PROBLEM TO SOLVE
Rewrite the lines below, replacing every "photo" with "image" and keeping everything else the same. Leave the pictures out.

RECORDS TO USE
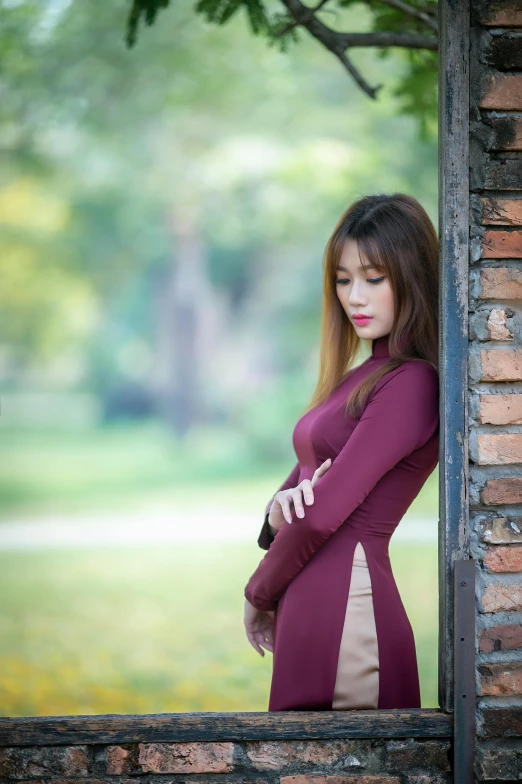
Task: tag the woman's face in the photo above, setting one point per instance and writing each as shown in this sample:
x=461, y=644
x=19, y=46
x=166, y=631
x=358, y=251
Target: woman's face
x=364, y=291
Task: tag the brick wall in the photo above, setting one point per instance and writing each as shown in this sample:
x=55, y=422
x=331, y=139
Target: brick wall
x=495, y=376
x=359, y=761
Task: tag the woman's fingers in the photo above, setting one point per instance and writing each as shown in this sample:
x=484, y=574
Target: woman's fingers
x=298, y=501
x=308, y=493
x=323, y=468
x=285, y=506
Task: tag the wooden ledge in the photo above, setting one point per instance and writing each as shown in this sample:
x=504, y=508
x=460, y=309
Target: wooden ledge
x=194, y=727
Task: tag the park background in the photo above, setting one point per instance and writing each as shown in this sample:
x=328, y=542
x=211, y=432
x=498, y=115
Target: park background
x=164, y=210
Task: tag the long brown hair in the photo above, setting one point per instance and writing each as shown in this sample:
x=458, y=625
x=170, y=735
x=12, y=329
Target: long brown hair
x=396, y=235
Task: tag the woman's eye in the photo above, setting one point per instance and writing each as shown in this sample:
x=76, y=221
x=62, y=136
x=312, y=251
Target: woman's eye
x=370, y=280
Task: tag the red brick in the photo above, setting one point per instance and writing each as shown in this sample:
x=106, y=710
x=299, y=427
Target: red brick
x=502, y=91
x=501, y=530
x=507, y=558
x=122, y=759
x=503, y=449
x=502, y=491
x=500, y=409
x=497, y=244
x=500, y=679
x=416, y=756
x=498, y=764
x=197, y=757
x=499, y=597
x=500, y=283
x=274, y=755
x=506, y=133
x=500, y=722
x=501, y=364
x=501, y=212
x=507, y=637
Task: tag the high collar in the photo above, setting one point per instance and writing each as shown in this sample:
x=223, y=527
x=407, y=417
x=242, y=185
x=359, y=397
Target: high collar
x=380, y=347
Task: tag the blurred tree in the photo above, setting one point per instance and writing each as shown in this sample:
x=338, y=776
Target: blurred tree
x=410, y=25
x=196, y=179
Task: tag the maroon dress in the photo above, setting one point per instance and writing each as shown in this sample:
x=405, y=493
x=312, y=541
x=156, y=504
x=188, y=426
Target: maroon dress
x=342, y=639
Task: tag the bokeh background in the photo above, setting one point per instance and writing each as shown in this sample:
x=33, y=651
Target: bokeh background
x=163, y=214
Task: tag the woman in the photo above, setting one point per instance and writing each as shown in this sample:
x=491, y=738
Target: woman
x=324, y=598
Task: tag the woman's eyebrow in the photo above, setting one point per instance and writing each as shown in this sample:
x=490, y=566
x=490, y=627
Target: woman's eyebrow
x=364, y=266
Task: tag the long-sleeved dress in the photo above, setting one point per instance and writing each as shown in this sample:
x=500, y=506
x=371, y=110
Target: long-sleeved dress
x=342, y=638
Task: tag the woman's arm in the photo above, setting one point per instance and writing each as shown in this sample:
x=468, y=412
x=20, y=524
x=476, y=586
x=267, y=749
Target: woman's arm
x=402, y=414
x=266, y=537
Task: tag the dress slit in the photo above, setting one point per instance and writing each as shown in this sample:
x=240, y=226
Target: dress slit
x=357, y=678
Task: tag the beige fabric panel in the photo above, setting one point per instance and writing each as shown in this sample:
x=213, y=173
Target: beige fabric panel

OUTPUT BELOW
Task: tag the woman's face in the image above, setting one point per instance and writing each as shown in this sample:
x=461, y=644
x=19, y=46
x=166, y=631
x=358, y=251
Target: woman's face
x=364, y=291
Task: tag the brick wall in the image above, setting one point per instance and writing each as shown in this sample:
x=55, y=422
x=331, y=139
Target: brick wall
x=495, y=376
x=359, y=761
Task: tag the woman's fingers in the image above, setting one point per instance and writing each as shown in this sample:
x=484, y=574
Target: woman's fingers
x=298, y=501
x=308, y=493
x=323, y=468
x=285, y=506
Task: tag the wooden ledge in the image above, setting one point per instance and writing each as shown in this sample:
x=504, y=508
x=460, y=309
Target: wooden ledge
x=194, y=727
Task: tag the park background in the image above, setting one point per instance and writing each as shown in this sample:
x=328, y=542
x=211, y=432
x=498, y=115
Target: park background
x=164, y=210
Task: tag the long brown hair in the image above, setting one point per instance and writing each as shown in this sample:
x=458, y=625
x=170, y=735
x=12, y=329
Target: long brown hair
x=396, y=235
Task: tag the woman's eye in the image above, setting one point per instance and writing each as shown in this sample:
x=76, y=221
x=62, y=136
x=312, y=251
Target: woman's eye
x=370, y=280
Task: tag the red brick in the image above, setting one point per instance and writing each as shown in this sample:
x=106, y=710
x=299, y=427
Target: red brick
x=502, y=91
x=501, y=530
x=507, y=558
x=122, y=759
x=503, y=449
x=502, y=491
x=500, y=409
x=497, y=244
x=500, y=679
x=416, y=756
x=498, y=764
x=197, y=757
x=499, y=597
x=500, y=283
x=274, y=755
x=506, y=133
x=500, y=722
x=501, y=364
x=501, y=212
x=507, y=637
Task: tag the high collar in the image above, setting one point per instance and writing each as shown in this sample:
x=223, y=527
x=407, y=417
x=242, y=185
x=359, y=397
Target: high collar
x=380, y=347
Task: tag the blurred tree in the image above, setting one point per instance and writing each as shown in this sample:
x=338, y=776
Target: blurred tree
x=410, y=25
x=196, y=179
Task: tag the maroon dress in the image above, setting one point per instance and writing each as shown in this sample:
x=405, y=493
x=312, y=541
x=156, y=504
x=188, y=426
Target: maroon dress
x=342, y=639
Task: tag the bokeh background in the image above, setting one point per instance and writing each as shown in this sample:
x=33, y=651
Target: bokeh background
x=163, y=214
Task: tag the woman in the image above, setting one point per instance and writing each as shown in this sample:
x=491, y=738
Target: woman
x=324, y=598
Task: tag the woman's eyebrow in the image above, setting one point per instance and writing each as shown in this sample:
x=490, y=566
x=490, y=627
Target: woman's eyebrow
x=364, y=266
Task: tag the long-sleeved dress in the image above, setting one point per instance and writing each as shown in this sample:
x=500, y=506
x=371, y=110
Target: long-sleeved dress
x=342, y=638
Task: tag the woman's arm in the image above, setting one point per instance and writing each as shown in this sample:
x=468, y=412
x=20, y=524
x=476, y=586
x=267, y=749
Target: woman's arm
x=402, y=414
x=266, y=537
Task: tag the dress slit in the image above, setting one point per instance and writing each as shown in this sample:
x=240, y=226
Target: dress slit
x=357, y=678
Task: tag the beige fabric panel in the image above, setting one point per instance and writing each as shown in this sample:
x=213, y=173
Target: beige fabric panel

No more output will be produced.